Given entries:
>> begin
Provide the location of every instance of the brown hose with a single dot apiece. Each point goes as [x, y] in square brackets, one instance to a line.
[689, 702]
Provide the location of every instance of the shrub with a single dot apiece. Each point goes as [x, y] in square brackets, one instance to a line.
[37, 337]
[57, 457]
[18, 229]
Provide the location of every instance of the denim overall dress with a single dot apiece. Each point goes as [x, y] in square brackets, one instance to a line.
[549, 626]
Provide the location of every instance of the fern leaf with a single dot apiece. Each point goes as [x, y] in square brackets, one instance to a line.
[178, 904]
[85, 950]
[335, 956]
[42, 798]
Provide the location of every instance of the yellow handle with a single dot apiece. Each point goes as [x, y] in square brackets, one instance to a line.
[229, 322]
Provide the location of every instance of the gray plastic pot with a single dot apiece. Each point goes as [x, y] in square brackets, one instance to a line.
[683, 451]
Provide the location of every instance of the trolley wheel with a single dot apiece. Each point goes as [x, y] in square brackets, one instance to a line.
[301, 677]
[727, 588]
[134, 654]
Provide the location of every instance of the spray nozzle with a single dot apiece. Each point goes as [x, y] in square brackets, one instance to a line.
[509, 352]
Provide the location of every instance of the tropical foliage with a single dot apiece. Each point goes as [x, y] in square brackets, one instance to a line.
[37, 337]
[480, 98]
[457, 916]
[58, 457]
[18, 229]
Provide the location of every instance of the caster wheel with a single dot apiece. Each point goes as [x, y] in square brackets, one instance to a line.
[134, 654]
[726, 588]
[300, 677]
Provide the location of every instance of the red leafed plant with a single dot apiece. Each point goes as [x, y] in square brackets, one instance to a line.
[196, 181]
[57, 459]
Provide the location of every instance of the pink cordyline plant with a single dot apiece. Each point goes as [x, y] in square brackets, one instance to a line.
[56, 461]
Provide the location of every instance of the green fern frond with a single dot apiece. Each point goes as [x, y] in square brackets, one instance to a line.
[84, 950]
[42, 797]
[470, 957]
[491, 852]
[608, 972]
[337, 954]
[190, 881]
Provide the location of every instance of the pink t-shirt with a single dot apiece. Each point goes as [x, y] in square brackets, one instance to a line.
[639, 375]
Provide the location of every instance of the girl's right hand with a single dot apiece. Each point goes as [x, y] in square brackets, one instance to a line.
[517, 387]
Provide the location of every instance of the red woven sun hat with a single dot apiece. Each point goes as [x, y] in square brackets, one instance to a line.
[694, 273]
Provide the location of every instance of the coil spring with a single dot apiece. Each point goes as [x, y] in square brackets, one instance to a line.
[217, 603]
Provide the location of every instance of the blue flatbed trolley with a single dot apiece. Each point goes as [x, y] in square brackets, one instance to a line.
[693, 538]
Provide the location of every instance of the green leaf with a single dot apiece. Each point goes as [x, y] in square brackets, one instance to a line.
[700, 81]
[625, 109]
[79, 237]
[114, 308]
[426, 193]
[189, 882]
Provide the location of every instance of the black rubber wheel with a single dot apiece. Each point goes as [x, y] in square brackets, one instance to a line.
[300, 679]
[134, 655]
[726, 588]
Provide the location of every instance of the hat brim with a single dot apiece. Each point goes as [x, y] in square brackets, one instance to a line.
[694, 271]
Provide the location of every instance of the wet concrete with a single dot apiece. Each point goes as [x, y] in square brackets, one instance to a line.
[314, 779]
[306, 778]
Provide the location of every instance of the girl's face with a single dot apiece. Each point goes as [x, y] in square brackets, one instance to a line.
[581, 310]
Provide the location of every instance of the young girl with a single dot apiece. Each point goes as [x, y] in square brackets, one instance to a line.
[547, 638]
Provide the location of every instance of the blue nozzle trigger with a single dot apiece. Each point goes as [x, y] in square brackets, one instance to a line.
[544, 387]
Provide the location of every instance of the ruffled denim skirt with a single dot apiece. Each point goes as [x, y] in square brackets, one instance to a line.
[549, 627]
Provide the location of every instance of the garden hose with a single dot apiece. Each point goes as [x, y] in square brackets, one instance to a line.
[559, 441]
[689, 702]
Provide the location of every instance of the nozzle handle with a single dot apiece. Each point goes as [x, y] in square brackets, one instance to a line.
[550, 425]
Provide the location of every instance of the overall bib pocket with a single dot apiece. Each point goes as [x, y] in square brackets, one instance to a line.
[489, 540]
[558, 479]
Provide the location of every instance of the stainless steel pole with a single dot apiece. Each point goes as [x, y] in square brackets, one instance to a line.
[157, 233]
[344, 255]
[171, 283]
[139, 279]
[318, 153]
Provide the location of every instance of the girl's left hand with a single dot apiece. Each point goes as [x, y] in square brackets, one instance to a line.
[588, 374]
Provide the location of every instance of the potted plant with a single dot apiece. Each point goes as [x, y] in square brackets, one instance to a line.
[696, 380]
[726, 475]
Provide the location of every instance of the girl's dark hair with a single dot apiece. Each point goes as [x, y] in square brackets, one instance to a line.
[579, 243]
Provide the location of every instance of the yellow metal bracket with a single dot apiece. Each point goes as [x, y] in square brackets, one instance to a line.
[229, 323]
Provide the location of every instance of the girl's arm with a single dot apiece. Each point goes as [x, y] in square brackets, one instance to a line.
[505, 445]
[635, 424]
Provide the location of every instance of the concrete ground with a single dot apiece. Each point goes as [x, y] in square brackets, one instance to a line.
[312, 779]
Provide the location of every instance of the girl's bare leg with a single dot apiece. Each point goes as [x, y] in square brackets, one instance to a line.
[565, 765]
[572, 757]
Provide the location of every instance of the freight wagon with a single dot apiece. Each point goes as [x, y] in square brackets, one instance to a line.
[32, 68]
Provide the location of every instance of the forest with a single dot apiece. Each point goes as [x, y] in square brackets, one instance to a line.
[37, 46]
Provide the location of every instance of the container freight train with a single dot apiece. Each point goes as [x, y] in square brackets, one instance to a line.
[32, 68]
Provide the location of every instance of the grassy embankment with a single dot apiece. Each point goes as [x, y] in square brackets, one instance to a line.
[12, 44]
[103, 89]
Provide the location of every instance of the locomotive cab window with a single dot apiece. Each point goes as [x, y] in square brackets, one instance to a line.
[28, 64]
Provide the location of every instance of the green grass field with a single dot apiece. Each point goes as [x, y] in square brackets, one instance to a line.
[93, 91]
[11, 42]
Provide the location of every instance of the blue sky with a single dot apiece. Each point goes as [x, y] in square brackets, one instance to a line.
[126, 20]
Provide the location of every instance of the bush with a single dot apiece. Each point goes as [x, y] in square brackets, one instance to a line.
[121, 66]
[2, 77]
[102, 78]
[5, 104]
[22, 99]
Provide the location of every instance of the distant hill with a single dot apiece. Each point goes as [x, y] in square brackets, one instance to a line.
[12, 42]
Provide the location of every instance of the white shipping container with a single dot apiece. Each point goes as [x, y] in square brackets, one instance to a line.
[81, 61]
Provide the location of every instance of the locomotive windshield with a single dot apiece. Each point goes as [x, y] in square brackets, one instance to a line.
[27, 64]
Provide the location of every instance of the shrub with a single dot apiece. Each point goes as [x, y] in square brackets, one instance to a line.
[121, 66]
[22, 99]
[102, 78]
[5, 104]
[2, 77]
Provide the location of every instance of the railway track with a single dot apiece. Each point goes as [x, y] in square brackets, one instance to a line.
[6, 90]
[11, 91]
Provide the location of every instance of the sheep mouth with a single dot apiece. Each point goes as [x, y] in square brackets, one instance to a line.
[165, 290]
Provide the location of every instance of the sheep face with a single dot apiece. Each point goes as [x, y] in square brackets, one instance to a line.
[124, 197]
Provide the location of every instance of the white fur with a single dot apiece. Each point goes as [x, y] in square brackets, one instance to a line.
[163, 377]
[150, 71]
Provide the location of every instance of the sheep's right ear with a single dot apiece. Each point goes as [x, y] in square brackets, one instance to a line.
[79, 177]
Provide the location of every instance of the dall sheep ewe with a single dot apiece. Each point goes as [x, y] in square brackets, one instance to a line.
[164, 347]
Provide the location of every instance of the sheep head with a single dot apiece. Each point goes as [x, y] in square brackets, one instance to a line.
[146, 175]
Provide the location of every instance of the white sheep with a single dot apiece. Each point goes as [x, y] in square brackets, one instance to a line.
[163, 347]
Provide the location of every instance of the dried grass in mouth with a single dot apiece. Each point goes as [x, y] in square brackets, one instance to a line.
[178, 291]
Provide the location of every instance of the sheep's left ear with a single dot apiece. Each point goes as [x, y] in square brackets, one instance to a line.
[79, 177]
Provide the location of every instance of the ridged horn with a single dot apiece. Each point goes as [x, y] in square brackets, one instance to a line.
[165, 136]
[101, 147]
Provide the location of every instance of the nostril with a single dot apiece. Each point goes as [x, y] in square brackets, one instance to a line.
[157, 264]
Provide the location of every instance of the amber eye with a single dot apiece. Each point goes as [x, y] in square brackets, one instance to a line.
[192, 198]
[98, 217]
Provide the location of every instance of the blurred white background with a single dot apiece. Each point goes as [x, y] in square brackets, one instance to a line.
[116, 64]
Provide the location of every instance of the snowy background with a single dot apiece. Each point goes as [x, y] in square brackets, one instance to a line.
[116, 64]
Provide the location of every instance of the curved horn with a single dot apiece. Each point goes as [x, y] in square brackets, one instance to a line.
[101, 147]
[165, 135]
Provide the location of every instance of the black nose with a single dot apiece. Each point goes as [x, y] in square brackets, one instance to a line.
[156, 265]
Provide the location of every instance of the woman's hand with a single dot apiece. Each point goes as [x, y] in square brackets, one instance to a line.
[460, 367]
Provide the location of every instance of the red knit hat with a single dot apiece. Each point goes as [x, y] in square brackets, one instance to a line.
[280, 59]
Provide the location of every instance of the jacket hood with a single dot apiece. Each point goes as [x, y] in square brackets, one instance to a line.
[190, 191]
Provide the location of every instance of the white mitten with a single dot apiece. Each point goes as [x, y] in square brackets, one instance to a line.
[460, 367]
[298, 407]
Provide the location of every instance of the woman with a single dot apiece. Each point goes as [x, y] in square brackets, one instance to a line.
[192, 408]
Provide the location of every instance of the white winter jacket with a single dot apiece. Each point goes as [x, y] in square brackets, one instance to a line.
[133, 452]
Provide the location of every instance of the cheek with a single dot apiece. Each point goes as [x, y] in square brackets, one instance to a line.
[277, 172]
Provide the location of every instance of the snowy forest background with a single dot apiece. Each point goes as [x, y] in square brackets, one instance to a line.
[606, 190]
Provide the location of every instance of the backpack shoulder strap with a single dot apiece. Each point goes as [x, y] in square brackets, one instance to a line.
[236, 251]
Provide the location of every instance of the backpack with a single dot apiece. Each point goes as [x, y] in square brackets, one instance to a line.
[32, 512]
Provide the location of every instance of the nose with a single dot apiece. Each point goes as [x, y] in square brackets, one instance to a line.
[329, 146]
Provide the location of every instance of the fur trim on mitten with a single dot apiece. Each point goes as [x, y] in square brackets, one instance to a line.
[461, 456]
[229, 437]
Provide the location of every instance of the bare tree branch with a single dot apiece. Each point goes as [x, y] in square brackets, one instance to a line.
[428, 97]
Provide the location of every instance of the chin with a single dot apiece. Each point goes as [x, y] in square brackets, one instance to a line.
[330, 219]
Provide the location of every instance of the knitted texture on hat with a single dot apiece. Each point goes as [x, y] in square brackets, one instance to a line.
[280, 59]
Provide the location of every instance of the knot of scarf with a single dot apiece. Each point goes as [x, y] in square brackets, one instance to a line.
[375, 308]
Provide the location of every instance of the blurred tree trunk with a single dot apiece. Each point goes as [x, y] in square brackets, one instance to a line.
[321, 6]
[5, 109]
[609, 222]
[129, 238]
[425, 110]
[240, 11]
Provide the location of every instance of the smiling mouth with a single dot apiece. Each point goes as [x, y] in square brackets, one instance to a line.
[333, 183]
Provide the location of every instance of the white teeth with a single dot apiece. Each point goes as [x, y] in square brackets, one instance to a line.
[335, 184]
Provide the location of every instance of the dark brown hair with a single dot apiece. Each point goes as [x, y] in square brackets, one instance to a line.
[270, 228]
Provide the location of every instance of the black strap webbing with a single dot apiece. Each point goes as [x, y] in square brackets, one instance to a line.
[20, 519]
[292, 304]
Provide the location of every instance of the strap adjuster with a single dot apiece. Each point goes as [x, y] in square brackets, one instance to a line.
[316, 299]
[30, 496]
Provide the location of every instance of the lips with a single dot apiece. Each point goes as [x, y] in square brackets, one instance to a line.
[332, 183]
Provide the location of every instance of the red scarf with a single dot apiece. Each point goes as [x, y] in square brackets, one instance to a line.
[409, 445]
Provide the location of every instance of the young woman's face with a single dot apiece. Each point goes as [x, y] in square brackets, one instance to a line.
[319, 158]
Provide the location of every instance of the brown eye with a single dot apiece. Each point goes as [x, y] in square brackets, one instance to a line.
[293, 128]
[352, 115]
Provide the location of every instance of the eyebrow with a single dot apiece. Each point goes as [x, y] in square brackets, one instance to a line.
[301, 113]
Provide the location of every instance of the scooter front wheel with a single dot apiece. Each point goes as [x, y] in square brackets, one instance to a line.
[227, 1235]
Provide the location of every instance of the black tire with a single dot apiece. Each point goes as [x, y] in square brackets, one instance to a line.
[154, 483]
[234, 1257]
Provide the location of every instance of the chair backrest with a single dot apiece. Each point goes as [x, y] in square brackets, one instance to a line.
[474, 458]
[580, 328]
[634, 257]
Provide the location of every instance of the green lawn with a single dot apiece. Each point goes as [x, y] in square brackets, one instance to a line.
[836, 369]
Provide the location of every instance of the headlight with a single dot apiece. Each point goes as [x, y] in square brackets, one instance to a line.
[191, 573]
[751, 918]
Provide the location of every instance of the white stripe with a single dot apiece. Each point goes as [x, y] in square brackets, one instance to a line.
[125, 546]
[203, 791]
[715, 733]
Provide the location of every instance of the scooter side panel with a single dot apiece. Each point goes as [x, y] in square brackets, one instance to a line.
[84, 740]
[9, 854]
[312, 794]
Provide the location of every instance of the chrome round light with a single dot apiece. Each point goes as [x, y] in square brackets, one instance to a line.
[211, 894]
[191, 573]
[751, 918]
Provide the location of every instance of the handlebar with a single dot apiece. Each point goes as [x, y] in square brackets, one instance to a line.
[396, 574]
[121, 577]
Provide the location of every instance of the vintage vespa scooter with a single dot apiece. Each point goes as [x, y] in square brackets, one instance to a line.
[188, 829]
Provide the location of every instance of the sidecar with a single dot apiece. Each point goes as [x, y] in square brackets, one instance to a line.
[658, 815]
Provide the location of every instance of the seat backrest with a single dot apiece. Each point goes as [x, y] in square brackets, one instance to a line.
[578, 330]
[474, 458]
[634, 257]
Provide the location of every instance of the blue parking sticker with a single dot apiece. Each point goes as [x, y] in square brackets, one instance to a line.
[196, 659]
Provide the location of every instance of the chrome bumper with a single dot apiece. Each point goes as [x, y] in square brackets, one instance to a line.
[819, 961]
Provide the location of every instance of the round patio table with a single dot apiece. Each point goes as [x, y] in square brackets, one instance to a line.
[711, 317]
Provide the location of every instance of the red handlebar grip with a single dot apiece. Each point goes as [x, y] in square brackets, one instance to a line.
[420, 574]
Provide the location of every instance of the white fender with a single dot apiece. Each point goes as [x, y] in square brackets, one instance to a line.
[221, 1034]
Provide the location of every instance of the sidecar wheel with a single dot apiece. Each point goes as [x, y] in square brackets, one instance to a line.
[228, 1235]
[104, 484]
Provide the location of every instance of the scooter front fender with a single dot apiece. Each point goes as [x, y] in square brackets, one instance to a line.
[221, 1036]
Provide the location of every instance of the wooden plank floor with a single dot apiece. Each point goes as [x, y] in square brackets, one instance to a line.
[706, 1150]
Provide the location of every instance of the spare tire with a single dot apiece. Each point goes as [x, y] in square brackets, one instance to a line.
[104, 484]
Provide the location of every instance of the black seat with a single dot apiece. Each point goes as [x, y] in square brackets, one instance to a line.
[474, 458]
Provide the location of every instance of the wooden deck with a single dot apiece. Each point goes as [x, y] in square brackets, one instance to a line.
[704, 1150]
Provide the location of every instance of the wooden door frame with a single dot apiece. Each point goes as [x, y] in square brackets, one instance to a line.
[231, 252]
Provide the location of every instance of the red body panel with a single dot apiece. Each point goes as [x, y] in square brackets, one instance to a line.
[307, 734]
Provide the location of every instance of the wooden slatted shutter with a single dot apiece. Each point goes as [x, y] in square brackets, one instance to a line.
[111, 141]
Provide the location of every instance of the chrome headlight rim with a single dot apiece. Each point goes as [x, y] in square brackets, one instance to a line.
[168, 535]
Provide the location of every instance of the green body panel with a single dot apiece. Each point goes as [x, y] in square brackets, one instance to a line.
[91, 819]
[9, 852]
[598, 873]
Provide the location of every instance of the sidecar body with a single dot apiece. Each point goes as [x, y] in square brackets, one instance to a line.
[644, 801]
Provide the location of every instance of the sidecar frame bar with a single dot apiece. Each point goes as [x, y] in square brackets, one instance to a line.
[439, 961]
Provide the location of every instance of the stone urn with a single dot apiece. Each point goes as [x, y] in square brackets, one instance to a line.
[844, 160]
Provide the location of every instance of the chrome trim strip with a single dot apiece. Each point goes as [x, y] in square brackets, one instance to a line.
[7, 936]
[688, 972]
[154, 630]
>> end
Exercise description:
Reproduce the data from the line containing "Provide the location of every instance of the chrome bumper" up to and including the line containing "[706, 1150]", substituting "single marker each" for every occurrence of "single dot apiece" and keeping all other text unchanged.

Response to the task:
Provide the location of every instance of the chrome bumper with a single marker each. Each point goes as [x, y] in square brackets, one instance to a line.
[819, 961]
Provide the location of every instance of the round patio table with a single marker each. Each point goes as [x, y] in square brackets, one instance to a line.
[711, 317]
Provide the location of every instance of the red handlebar grip with a single marker each. Each point goes as [x, y] in square brackets, one instance to a line.
[420, 574]
Provide the location of every instance of the white fender with a single marker each. Each point goes as [x, y] in square brackets, one instance to a line.
[221, 1034]
Provide the location of every instance of the sidecar wheel with a single marker each. Each point goes as [x, y] in square brackets, one instance to a line.
[228, 1235]
[104, 484]
Provide the location of every instance of the scooter front fender with a single marker each. Each point goes as [x, y] in square brackets, one instance to a line.
[221, 1036]
Provide the location of every instance of the wooden plank floor with a single marker each. Each point goes as [x, y] in square brackets, one instance to a line.
[706, 1150]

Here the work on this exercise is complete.